### WHAT THE TASK ASKS
Rewrite the records from their start through the line containing "[17,577,38,598]", inclusive, changing "bounding box" to "box" and leaving everything else as is.

### RECORDS FOR PROCESSING
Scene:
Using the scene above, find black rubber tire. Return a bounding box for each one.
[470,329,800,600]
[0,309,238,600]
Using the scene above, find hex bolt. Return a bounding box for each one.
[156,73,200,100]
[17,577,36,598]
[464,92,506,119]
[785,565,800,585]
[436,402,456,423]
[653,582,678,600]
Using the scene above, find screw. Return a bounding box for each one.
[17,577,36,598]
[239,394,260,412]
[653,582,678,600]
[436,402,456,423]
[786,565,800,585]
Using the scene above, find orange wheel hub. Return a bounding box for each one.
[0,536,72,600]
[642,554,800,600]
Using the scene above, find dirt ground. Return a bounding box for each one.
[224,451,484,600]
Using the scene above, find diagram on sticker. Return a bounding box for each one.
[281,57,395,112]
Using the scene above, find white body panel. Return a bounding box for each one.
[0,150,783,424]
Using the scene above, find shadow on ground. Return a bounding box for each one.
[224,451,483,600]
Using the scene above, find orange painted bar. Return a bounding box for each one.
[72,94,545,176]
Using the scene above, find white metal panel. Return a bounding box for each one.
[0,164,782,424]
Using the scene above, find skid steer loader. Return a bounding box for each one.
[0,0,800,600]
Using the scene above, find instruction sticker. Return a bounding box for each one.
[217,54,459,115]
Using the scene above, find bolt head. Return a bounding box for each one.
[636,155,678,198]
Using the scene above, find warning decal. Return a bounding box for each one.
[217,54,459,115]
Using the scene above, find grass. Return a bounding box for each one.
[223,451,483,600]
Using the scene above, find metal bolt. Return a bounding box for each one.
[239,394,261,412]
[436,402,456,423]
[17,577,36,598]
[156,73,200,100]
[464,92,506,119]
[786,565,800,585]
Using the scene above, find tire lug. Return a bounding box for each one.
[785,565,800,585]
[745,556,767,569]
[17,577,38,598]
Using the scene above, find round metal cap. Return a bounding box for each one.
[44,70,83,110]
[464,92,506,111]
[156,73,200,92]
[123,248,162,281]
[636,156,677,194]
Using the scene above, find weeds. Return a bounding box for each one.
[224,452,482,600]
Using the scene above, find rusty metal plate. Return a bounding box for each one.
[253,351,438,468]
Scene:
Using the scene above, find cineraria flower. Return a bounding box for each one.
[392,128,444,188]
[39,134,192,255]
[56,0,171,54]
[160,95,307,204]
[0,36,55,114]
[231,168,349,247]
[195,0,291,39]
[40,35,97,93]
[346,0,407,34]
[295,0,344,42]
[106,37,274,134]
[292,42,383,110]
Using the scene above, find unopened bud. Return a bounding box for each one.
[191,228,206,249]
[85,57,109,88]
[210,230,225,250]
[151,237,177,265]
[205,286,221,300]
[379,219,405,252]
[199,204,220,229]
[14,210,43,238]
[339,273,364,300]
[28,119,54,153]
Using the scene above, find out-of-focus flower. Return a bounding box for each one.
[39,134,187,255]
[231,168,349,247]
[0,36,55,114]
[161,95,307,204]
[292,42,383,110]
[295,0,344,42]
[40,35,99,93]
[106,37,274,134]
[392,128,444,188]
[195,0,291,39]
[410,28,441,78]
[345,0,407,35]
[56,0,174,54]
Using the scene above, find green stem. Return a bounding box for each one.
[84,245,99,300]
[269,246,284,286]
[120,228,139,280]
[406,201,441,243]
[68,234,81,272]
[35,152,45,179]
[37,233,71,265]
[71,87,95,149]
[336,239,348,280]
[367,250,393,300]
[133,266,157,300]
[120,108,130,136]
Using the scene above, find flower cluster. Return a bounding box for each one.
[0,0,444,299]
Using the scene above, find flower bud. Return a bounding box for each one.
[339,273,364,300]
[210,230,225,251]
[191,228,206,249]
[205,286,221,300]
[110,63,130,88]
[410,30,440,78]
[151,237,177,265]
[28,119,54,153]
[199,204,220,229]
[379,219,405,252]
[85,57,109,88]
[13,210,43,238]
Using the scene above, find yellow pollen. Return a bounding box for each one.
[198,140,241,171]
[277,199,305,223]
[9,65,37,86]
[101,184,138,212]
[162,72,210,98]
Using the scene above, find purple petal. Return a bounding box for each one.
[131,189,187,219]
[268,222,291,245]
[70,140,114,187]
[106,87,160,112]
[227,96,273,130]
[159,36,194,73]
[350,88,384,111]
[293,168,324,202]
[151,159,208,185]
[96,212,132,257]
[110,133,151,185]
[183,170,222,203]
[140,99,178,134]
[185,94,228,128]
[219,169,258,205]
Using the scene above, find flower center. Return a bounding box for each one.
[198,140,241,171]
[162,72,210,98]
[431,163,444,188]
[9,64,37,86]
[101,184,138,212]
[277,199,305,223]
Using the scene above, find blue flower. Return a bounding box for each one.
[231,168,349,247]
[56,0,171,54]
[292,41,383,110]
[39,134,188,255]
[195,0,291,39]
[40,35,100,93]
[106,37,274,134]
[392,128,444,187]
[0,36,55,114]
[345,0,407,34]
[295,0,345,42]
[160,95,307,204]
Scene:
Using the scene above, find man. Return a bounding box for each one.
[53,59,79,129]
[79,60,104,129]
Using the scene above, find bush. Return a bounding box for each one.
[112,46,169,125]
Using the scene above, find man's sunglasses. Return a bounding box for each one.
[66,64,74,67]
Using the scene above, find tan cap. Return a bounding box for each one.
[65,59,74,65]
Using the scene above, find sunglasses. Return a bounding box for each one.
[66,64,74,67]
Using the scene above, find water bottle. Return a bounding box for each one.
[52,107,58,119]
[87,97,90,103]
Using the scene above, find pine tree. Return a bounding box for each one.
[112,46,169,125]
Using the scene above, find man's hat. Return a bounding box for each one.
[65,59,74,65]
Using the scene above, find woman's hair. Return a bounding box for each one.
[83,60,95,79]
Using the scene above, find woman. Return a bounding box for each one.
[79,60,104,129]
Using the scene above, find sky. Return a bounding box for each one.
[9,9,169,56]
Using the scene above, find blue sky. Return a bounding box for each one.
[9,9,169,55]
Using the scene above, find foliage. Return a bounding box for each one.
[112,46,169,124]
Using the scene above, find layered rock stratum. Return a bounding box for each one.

### TASK SOLUTION
Scene:
Using the scene above, find black rubber tire. Return a box for each one.
[470,329,800,600]
[0,309,238,600]
Using the scene above, find hex bolt. Return a box for each one.
[156,73,200,100]
[17,577,36,598]
[464,92,506,119]
[785,565,800,585]
[436,402,456,423]
[653,582,678,600]
Using the scene above, find screw. Return a box for each one.
[17,577,36,598]
[239,394,260,412]
[653,582,678,600]
[436,402,456,423]
[786,565,800,585]
Using the scene above, find orange wheel hub. Return a box for each one.
[0,536,72,600]
[642,554,800,600]
Using the scene above, find dirt ground. Return a box for each one.
[224,451,484,600]
Using the scene above, find diagram on sticker. Return a box for each one.
[281,57,395,112]
Using the scene above, find white body panel. Return a box for each one.
[0,150,783,424]
Using the scene above, find shadow on ground. Return a box for each one.
[224,451,483,600]
Using the scene above, find orange painted bar. Return a box for each one.
[72,94,545,176]
Using the scene above, find white metal panel. Return a box for each one.
[0,164,782,424]
Using the scene above, find skid steer loader. Return a box for each one.
[0,0,800,600]
Using the scene above, find instruction sticker. Return a box for each one.
[217,54,459,115]
Using the scene above, find bolt head. Return a box for each one.
[636,155,678,198]
Using the scene above, find warning decal. Return a box for each one.
[217,54,459,115]
Using the scene above, find grass. Return a box for each one.
[223,451,483,600]
Using the scene above, find metal bolt. Return a box for each one.
[239,394,261,412]
[436,402,456,423]
[17,577,36,598]
[156,73,200,100]
[464,92,506,119]
[786,565,800,585]
Using the scene above, find tire lug. Return a box for each one.
[785,565,800,585]
[745,556,767,569]
[17,577,38,598]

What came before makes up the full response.